- _EXTRACT TO READ_
⟨

D.  Challenges to Counsel’s First-Stage Assistance.

¶105  In Propositions IV, V, VI, and XI, Appellant claims violations of his right to assistance of counsel under the Sixth and Fourteenth Amendments and Article 2, section 20 of the Oklahoma Constitution.  Appellant argues defense counsel performed deficiently in: (1) eliciting the fact of Appellant’s 1982 manslaughter conviction on direct examination, thus waiving all but plain error; (2) failure to object to the prosecutor’s misstatements of law and evidence in closing argument; (2) failing to properly articulate the proper exception to the hearsay rule for Appellant’s statements to Paul Gould;  (4) failure to call a police detective to testify to the biker reputations of Robert Jett and James Lynch; (5) failure to properly utilize available evidence of a 911 call and police reports to impeach the State witness who reported the shooting; (6) failure to utilize available expert testimony and cross-examination to corroborate Appellant’s version of events; and (7) failure to use a photograph of Robert Jett’s AR-15 to corroborate Appellant’s claim that he believed Jett might be going for another weapon.  In connection with several of these claims, Appellant has filed a motion to supplement the appellate record and request for evidentiary hearing as permitted by Rule 3.11(B), Rules of the Oklahoma Court of Criminal Appeals, 22 O.S., Ch. 18, App (Supp. 2005).

¶106  We address these complaints applying the familiar test required by the Supreme Court in Strickland v. Washington, 466 U.S. 668, 104 S.Ct. 2052, 2064, 80 L.Ed.2d 674 (1984).  Ineffective counsel claims must always overcome a strong  initial presumption that counsel rendered reasonable professional assistance by showing: (1) that trial counsel's performance was deficient; and (2) that he was prejudiced by the deficient performance. Spears v. State, 1995 OK CR 36, ¶ 54, 900 P.2d 431, 445. Courts indulge this presumption of reasonable professional performance primarily due “to the many strategic choices counsel must make in any given case.  So long as the choices are informed ones, counsel’s decision to pursue one strategy over others is ‘virtually unchallengeable.’”  Jones v. State, 2006 OK CR 5, ¶ 78, 128 P.3d 521, 545, quoting Strickland, 466 U.S. at 690-91, 104 S.Ct. at 2066.  To determine whether counsel’s performance was deficient, we ask whether the challenged act or omission was objectively reasonable under prevailing professional norms.  In this inquiry, Appellant must show that counsel committed errors so serious that he was not functioning as the counsel guaranteed by the Constitution.  Browning v. State, 2006 OK CR 8, ¶ 14, 134 P.3d 816, 830.  The right to effective counsel at trial is not an end in itself, but rather an important means for enforcing the Constitution’s guarantee of a fair and impartial trial with a reliable result.  Our overriding concern in judging counsel’s trial performance is therefore to determine “whether counsel fulfilled the function of making the adversarial testing process work.”  Hooks v. State, 2001 OK CR 1, ¶ 54, 19 P.3d 294, 317.

⟩

- _LISTED RECORDS_
⟨

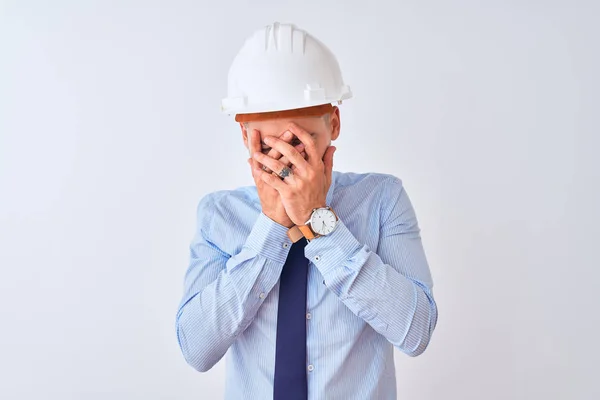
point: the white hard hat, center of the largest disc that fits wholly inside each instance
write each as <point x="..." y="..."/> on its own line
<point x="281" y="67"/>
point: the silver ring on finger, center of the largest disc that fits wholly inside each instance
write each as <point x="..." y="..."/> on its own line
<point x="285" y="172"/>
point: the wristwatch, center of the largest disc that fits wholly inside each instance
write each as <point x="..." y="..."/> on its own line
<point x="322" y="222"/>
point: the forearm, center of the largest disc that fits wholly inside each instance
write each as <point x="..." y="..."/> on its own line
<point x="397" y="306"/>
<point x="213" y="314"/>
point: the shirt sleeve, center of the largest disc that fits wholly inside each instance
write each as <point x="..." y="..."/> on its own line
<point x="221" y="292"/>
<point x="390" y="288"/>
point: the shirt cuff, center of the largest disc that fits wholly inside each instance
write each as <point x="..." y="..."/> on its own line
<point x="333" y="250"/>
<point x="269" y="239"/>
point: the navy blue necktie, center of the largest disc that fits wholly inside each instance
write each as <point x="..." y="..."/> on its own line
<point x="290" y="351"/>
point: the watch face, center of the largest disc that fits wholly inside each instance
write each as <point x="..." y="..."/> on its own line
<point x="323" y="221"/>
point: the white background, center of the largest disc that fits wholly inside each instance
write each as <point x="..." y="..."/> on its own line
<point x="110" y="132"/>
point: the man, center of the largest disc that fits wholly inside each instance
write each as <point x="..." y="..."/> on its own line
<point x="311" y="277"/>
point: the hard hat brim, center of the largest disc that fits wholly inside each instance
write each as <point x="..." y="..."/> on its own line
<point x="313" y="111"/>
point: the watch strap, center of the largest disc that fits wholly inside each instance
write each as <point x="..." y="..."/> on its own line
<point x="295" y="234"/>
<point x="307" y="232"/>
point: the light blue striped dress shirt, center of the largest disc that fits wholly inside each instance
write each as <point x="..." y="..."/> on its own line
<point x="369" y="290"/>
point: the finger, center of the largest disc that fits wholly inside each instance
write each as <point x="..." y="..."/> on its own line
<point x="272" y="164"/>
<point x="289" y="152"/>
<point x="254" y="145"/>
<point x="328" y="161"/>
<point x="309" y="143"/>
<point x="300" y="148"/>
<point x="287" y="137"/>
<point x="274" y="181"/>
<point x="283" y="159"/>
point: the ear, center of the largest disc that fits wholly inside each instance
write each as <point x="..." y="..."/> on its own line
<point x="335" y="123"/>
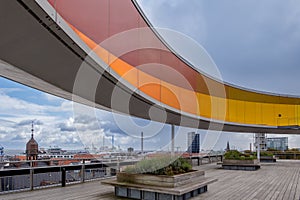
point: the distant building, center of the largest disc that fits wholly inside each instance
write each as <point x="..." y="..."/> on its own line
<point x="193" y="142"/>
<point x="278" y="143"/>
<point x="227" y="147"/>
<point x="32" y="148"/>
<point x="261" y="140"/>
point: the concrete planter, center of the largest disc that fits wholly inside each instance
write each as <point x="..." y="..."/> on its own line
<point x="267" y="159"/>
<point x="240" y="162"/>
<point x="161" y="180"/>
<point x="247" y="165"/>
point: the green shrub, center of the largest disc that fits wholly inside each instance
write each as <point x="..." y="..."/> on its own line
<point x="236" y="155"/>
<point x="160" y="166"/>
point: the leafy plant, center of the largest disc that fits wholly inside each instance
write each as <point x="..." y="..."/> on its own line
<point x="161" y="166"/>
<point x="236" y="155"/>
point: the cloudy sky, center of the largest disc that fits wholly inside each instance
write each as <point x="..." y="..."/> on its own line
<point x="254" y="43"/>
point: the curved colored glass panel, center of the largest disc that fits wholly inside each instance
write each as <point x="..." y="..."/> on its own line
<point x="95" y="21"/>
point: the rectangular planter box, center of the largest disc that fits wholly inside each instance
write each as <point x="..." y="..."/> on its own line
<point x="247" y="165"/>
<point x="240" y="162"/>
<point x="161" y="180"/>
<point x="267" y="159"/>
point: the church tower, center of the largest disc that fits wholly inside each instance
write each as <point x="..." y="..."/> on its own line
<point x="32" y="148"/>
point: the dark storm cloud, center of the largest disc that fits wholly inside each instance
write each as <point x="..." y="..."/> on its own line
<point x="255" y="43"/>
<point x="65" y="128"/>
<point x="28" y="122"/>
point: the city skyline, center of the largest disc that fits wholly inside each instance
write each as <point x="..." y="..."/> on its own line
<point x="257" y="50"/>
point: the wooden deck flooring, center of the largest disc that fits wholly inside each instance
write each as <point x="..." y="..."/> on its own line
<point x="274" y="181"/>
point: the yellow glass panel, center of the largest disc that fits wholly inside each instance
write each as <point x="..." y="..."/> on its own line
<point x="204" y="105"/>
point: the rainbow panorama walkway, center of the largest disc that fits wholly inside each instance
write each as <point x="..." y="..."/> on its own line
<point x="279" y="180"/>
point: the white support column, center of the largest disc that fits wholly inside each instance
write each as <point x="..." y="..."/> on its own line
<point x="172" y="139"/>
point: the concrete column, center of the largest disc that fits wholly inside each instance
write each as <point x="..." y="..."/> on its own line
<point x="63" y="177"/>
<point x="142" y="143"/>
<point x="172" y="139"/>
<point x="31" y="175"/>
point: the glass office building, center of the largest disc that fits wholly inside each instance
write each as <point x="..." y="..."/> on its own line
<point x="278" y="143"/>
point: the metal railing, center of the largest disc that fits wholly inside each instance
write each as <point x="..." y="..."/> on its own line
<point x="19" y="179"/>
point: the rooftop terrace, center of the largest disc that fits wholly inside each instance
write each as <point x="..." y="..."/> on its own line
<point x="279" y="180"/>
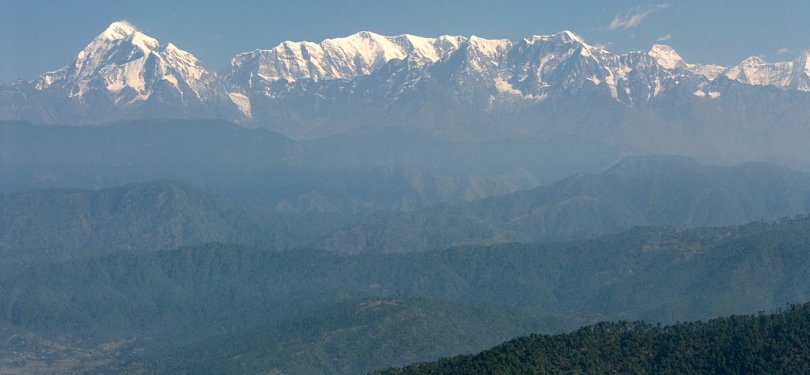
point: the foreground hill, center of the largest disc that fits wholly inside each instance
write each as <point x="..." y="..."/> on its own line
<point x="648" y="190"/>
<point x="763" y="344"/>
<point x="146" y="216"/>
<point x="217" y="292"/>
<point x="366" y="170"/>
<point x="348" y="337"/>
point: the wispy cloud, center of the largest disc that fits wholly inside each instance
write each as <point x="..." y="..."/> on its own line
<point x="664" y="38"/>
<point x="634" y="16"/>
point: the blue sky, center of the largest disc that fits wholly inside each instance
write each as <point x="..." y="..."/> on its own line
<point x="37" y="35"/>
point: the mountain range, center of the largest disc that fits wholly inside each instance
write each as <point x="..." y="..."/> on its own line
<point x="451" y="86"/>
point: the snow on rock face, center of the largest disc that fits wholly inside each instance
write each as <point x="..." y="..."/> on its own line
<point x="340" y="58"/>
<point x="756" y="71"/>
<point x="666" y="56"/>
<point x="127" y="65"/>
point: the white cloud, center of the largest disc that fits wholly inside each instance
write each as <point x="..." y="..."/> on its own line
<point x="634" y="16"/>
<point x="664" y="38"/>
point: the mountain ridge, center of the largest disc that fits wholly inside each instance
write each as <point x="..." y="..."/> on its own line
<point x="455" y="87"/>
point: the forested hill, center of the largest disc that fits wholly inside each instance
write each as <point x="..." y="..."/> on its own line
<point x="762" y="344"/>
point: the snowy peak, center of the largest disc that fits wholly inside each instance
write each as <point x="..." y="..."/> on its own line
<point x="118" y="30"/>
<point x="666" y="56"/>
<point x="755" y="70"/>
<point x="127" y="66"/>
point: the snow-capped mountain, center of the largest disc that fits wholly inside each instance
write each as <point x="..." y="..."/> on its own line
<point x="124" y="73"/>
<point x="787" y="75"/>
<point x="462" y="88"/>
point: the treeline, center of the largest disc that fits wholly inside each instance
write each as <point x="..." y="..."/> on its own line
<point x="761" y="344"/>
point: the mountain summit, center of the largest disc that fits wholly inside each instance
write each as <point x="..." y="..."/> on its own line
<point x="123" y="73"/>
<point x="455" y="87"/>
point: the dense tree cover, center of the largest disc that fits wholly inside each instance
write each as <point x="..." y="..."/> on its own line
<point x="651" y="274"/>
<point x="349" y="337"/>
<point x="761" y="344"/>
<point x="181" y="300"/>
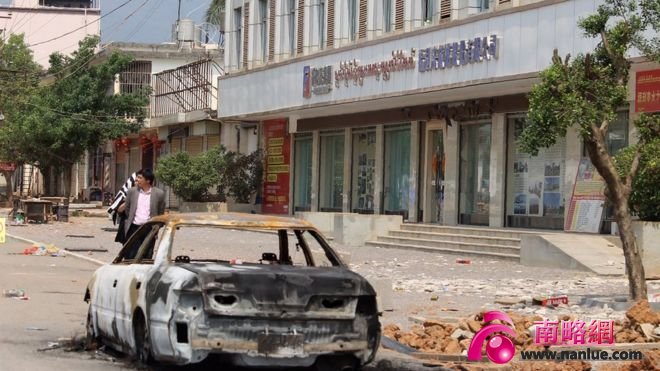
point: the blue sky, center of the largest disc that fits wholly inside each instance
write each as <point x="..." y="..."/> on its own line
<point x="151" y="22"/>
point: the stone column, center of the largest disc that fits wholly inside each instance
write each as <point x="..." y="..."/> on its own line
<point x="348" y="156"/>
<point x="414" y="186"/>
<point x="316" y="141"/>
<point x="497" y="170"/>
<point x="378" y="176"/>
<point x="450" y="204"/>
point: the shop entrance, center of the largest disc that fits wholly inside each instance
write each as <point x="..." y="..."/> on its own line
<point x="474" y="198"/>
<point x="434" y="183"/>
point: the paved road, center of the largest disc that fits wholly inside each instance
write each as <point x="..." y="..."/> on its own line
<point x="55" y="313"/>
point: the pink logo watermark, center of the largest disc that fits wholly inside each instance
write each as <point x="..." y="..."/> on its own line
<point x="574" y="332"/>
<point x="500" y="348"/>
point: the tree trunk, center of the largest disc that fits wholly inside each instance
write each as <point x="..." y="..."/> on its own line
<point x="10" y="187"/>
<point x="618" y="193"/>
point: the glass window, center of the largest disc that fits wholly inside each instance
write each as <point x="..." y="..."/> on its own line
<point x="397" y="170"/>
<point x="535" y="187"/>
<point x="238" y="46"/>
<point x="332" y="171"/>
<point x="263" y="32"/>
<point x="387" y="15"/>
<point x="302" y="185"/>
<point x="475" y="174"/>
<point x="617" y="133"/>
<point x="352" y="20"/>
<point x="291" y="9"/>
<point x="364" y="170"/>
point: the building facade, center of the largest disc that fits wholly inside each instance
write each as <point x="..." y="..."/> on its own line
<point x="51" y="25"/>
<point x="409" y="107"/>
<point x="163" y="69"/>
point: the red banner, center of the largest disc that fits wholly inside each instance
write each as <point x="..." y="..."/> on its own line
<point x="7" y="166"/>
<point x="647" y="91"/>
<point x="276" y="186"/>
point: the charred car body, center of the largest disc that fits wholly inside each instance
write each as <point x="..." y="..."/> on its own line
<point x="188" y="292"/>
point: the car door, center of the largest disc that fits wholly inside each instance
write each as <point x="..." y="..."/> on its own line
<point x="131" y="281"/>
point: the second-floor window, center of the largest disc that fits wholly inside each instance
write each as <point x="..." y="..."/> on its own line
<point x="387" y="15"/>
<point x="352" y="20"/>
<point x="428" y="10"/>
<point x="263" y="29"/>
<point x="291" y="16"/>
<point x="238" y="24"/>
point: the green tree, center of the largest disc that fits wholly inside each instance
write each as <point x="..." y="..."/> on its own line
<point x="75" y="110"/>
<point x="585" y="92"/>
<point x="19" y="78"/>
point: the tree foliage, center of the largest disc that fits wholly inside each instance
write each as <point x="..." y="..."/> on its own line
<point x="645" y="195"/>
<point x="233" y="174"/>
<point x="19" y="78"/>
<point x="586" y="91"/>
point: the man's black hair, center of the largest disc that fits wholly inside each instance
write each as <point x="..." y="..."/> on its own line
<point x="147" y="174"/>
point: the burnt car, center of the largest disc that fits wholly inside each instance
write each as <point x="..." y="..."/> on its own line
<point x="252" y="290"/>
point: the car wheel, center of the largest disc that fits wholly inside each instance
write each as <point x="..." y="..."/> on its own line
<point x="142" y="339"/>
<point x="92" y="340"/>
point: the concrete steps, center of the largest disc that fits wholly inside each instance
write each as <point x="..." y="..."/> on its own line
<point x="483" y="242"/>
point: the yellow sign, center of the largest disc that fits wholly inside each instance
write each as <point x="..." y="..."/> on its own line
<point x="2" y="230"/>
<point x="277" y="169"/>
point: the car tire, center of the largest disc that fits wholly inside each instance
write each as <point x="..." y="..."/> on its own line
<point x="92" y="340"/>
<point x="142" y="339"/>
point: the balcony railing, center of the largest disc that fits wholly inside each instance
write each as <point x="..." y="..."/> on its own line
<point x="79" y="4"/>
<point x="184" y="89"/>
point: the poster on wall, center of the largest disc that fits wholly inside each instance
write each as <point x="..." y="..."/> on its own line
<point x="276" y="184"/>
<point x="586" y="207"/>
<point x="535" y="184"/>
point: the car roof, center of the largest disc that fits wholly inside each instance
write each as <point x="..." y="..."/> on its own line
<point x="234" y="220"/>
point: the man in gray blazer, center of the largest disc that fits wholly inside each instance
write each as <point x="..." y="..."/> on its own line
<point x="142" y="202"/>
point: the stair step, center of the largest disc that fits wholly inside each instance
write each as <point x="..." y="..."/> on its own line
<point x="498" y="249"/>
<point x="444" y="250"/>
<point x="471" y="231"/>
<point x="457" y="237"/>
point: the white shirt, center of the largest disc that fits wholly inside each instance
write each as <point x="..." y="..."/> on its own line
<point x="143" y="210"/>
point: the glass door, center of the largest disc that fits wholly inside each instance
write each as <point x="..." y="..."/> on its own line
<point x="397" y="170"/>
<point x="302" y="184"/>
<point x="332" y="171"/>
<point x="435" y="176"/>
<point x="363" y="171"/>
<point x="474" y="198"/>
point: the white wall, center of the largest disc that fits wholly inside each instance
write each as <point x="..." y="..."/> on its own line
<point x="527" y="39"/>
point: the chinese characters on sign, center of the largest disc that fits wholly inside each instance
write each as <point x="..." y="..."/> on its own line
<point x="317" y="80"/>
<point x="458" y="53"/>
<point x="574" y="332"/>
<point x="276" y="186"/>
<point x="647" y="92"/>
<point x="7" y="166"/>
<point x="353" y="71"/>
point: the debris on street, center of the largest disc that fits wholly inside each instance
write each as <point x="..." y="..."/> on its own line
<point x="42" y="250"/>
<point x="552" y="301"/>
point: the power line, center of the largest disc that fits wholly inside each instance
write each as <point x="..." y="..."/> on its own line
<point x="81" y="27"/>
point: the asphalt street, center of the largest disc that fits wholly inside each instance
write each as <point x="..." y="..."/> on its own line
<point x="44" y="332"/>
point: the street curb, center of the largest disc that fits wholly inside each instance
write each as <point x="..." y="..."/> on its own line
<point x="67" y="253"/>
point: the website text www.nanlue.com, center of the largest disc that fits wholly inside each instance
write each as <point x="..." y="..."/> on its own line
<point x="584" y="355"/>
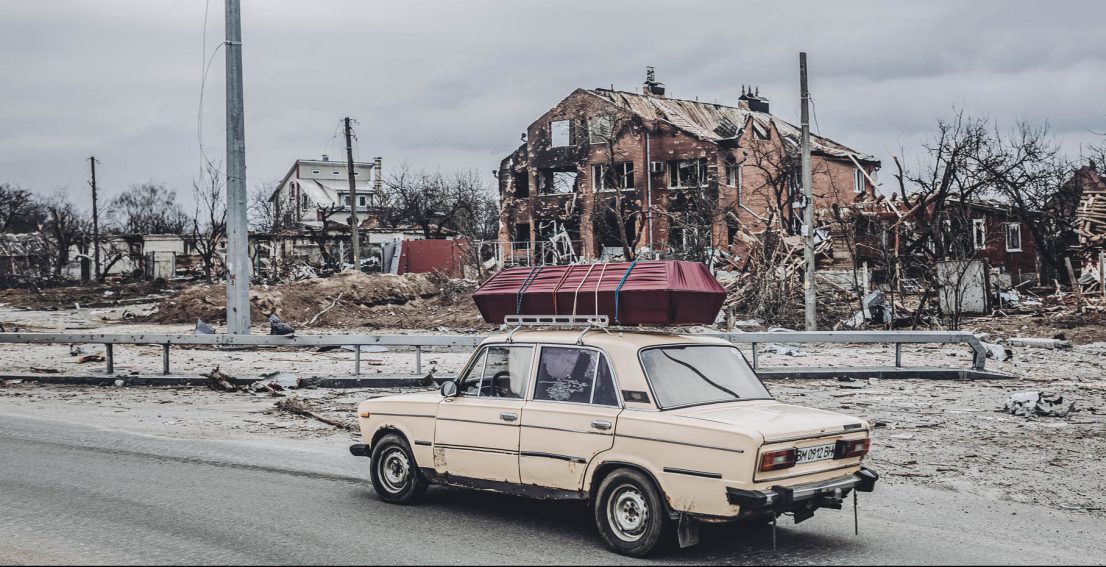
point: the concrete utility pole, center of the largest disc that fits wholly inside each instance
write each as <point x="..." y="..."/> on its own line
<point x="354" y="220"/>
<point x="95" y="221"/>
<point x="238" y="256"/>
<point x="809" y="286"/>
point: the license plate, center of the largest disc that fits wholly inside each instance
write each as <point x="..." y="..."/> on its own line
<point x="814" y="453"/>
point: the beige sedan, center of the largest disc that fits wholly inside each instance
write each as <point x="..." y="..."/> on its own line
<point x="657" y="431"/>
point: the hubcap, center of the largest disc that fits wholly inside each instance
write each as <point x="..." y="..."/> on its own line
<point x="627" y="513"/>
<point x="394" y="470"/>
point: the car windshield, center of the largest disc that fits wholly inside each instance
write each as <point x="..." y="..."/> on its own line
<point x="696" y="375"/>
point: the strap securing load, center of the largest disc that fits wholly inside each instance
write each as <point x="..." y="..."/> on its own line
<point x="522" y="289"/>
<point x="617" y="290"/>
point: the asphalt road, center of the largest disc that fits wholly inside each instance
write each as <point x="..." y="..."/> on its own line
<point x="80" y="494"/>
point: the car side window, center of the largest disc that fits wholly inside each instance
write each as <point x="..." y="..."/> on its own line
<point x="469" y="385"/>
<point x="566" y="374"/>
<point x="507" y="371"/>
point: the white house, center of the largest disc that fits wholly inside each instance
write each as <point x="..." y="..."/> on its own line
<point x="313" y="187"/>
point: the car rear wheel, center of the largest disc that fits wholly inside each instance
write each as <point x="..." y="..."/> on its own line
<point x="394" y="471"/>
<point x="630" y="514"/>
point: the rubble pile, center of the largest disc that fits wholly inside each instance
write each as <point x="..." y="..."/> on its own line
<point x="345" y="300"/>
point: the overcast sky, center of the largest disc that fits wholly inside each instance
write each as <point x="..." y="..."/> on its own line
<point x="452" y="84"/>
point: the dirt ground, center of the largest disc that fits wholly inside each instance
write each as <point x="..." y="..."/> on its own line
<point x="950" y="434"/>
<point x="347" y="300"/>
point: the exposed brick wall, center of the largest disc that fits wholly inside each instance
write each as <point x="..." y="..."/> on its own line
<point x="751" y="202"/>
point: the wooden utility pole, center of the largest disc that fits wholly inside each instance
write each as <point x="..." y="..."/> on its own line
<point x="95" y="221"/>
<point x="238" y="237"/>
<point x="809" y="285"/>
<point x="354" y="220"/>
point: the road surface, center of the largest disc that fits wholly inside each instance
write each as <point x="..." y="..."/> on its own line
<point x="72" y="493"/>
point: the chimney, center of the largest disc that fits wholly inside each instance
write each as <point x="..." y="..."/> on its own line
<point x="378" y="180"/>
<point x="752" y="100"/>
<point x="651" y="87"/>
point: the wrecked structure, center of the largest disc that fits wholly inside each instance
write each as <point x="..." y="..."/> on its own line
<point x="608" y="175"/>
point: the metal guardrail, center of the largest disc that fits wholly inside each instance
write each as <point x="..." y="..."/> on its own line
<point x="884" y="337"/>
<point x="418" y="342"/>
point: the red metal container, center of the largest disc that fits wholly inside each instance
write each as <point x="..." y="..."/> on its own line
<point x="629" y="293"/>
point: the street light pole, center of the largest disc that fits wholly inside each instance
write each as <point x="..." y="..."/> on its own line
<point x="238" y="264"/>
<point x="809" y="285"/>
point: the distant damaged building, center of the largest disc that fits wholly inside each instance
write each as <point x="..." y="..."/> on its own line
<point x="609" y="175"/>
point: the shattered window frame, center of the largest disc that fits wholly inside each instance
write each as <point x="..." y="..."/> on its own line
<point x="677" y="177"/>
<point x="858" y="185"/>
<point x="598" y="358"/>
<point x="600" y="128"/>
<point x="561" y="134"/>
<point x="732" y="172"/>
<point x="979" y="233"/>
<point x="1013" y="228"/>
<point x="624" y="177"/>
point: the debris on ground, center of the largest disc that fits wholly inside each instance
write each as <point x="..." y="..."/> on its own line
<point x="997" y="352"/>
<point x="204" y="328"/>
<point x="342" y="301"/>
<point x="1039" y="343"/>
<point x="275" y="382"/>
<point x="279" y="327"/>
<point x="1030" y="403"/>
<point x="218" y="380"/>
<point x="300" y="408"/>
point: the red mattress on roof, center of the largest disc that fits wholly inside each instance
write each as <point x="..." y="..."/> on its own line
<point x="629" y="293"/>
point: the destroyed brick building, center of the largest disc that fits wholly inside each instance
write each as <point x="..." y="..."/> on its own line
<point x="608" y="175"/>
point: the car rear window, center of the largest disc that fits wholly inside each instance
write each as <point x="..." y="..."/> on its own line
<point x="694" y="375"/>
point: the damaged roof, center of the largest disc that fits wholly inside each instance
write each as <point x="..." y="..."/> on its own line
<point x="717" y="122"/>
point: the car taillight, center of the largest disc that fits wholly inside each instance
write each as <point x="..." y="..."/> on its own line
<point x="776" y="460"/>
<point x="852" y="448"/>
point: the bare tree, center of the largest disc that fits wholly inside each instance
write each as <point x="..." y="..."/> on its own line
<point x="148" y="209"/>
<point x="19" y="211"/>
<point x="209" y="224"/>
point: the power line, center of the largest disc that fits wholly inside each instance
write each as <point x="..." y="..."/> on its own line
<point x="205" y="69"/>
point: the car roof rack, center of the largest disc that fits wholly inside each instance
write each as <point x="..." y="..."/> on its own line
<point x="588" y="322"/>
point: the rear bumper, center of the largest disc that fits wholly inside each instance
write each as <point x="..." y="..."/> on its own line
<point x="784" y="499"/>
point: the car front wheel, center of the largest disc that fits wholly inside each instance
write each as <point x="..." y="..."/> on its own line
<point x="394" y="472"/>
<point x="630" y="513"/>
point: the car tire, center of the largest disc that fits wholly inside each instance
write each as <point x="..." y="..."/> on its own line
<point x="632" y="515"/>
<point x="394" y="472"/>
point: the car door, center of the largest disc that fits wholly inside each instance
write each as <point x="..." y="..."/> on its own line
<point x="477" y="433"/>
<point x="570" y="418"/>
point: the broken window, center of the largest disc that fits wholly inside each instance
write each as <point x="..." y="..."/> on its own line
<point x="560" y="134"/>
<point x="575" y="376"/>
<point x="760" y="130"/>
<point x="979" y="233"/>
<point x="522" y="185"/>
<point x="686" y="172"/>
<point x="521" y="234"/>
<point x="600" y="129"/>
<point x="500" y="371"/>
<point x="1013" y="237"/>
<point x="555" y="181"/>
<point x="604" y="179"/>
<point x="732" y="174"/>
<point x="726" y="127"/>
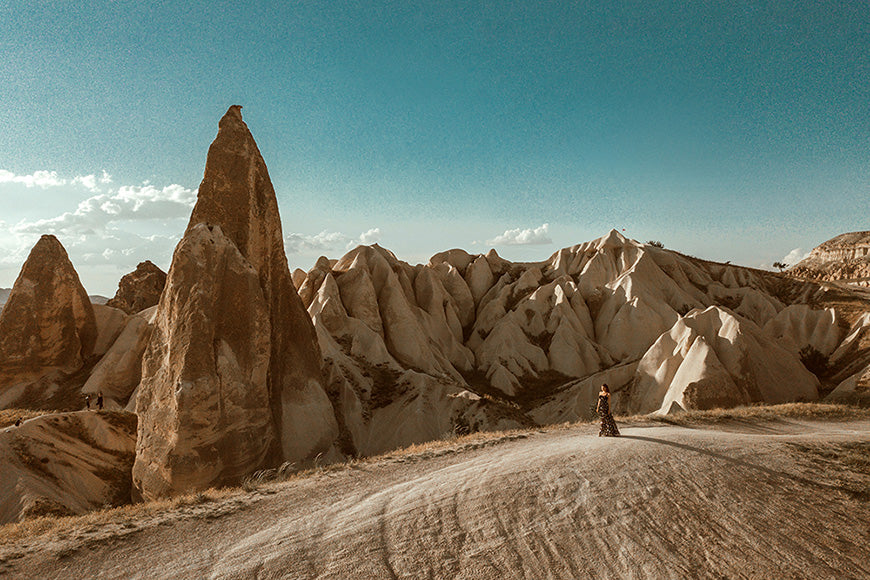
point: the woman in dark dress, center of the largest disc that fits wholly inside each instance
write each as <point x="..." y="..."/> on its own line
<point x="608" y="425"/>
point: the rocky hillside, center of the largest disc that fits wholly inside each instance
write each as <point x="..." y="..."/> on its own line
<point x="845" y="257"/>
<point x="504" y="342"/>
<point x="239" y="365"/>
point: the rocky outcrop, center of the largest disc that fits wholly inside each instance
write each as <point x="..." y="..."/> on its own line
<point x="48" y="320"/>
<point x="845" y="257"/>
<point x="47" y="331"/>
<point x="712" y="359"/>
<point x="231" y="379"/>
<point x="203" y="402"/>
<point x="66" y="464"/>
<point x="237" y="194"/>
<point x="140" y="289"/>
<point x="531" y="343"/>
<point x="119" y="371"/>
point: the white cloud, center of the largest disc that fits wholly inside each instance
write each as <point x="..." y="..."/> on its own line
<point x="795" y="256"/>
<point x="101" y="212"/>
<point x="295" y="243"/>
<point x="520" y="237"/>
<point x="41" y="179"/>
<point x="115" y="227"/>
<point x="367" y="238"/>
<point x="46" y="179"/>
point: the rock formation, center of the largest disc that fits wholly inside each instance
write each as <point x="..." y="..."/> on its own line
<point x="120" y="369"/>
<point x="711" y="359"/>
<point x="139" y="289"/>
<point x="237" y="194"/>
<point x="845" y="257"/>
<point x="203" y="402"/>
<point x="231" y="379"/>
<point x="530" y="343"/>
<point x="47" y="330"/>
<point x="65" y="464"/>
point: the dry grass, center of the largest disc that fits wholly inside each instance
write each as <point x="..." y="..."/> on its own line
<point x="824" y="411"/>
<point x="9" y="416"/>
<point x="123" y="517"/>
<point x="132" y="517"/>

⟩

- _CHALLENGES_
[1] Answer these about the excerpt on challenges to counsel's first-stage assistance:
(a) In which propositions does Appellant claim violations of his right to assistance of counsel?
(b) Which Supreme Court case supplies the test the court applies to these complaints?
(c) According to the quotation from Hooks v. State, what is the court's overriding concern in judging counsel's trial performance?
[2] Please proceed with the excerpt on challenges to counsel's first-stage assistance, picking up after its last sentence.

- _WRITTEN ANSWERS_
[1]
(a) Propositions IV, V, VI, and XI.
(b) Strickland v. Washington, 466 U.S. 668 (1984).
(c) Determining "whether counsel fulfilled the function of making the adversarial testing process work."

[2]
¶107  If Appellant demonstrates that counsel’s representation was objectively unreasonable under prevailing professional norms, he must further show that he suffered prejudice as a result of counsel’s errors. The Supreme Court in Strickland defined “prejudice” as a reasonable probability that, but for counsel’s unprofessional errors, the outcome of the trial or sentencing would have been different.  Id., citing Williams v. Taylor, 529 U.S. 420, 120 S.Ct. 1479, 146 L.Ed.2d 435 (2000).  We will reverse a conviction or sentence only where the record shows that counsel made unprofessional errors “so serious as to deprive the defendant of a fair trial, a trial whose result is reliable.” Strickland, 466 U.S., at 687, 104 S.Ct., at 2064.  If the record before us permits resolution of a claim of ineffectiveness on the ground that Strickland’s prejudice prong has not been satisfied, we will follow this course.  Phillips v. State, 1999 OK CR 38, ¶ 103, 989 P.2d 1017, 1043.  According to these principles, we turn to an examination of Appellant’s claims.

¶108  Our decision on the admissibility of Appellant’s 1982 manslaughter conviction and evidence that he pled self-defense in that case foreshadows the resolution of his first allegation. In Proposition II, we concluded the prior conviction and related evidence were properly admitted and did not amount to plain error.  Moreover, Appellant cannot show a reasonable probability that, but for the admission of this evidence, the outcome of the trial would have been different.  Appellant cannot show the requisite prejudice under Strickland. 

¶109  For the same reason, counsel’s failure to object to alleged misstatements of law and fact in the prosecutor’s closing argument requires no relief. Our cases afford counsel for the parties wide latitude during closing argument to discuss the evidence and reasonable inferences.  In Proposition III, we reviewed the prosecutor’s comments and found no grossly improper or unwarranted arguments amounting to plain error.  Even if counsel had objected to the comments, we would not reverse.  Appellant therefore cannot show Strickland prejudice, and the claim fails. Weatherly v. State, 1987 OK CR 28, ¶ 30, 733 P.2d 1331, 1339.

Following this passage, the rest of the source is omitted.